The task:
All entries below are to be set down again, identical to the source.

— Start of Supplied entries —

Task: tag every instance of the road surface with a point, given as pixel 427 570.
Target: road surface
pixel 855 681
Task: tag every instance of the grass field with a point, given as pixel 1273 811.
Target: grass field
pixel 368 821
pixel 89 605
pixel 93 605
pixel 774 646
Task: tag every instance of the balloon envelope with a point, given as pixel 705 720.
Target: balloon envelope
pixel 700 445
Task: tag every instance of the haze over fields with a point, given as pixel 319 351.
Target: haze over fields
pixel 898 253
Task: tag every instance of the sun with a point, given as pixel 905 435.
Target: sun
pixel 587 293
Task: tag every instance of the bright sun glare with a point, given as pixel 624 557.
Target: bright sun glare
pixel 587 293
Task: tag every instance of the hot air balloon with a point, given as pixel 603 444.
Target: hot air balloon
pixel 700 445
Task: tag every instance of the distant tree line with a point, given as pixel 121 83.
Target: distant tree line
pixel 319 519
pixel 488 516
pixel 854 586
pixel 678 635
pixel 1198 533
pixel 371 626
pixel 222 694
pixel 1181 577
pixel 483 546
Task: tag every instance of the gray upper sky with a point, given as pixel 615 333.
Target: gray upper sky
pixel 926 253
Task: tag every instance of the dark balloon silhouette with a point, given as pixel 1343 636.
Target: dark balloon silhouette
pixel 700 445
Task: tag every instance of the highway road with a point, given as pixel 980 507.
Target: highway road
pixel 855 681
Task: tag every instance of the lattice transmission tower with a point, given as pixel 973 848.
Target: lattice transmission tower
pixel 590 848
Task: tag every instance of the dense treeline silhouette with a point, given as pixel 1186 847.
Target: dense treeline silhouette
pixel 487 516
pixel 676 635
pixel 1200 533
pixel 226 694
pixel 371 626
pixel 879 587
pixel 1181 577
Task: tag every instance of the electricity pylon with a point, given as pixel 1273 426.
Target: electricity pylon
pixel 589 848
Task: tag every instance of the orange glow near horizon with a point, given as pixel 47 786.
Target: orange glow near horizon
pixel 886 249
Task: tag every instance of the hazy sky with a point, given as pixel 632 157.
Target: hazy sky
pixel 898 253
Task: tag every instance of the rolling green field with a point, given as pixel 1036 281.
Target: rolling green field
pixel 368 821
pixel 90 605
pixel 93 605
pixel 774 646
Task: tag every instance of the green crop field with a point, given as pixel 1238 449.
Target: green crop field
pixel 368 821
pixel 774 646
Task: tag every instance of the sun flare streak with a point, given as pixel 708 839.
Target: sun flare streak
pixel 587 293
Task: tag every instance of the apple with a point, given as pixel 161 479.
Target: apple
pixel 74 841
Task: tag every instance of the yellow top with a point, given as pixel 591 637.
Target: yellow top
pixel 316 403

— End of Supplied entries —

Final result:
Task: tag every instance of the road surface with a point, given as pixel 427 570.
Target: road surface
pixel 855 681
Task: tag every instance of the grass field with a point, given as pixel 1273 811.
Target: grass field
pixel 368 821
pixel 89 605
pixel 93 605
pixel 774 646
Task: tag every instance of the balloon envelope with a point, given as pixel 705 720.
Target: balloon envelope
pixel 700 445
Task: tag every instance of the haze over fields with a point, given as pixel 319 351.
Target: haze over fields
pixel 898 253
Task: tag every instance of the sun with a point, given as pixel 905 435.
Target: sun
pixel 587 293
Task: tag every instance of the bright sun glare with a point, given as pixel 624 557.
Target: bright sun glare
pixel 587 293
Task: tag every instance of the hot air balloon with a point, given as pixel 603 444.
Target: hot air balloon
pixel 700 445
Task: tag every instance of the distant tree line with a point, given as pixel 121 83.
Target: distant tree line
pixel 319 519
pixel 488 516
pixel 854 586
pixel 678 635
pixel 1198 533
pixel 371 626
pixel 222 694
pixel 1181 577
pixel 483 546
Task: tag every instance of the gray upper sky with a point, given as pixel 615 333.
Target: gray upper sky
pixel 926 253
Task: tag every instance of the dark balloon silhouette with a point, given as pixel 1343 636.
Target: dark balloon silhouette
pixel 700 445
Task: tag every instance of the highway road with a point, given as pixel 980 507.
Target: highway road
pixel 855 681
Task: tag every instance of the lattice transmission tower with a point, given as pixel 973 848.
Target: lattice transmission tower
pixel 590 848
Task: tag every instance of the dense treeline silhouette with a point, given as pixel 1186 847.
Target: dense treeline silhouette
pixel 487 516
pixel 676 635
pixel 1200 533
pixel 226 694
pixel 371 626
pixel 879 587
pixel 1181 577
Task: tag every instance of the electricity pylon with a point, given as pixel 1273 426.
Target: electricity pylon
pixel 589 848
Task: tag every instance of the orange glow near horizon with a point, given as pixel 47 786.
Target: orange glow near horizon
pixel 886 249
Task: tag every instance of the hazy sky with a point, given as pixel 632 157.
Target: hazy sky
pixel 898 253
Task: tag every instance of the rolling green field with a point, given as pixel 1036 281.
Target: rolling green field
pixel 368 821
pixel 90 605
pixel 93 605
pixel 774 646
Task: tag every instance of the green crop field with a point, given as pixel 1238 449.
Target: green crop field
pixel 368 821
pixel 774 646
Task: tag every instance of the sun flare streak with a point, given as pixel 708 839.
Target: sun flare streak
pixel 587 293
Task: tag every instance of the apple with a point, given as pixel 161 479.
Target: apple
pixel 74 841
Task: tag every instance of the yellow top with a point, given as pixel 591 637.
Target: yellow top
pixel 316 403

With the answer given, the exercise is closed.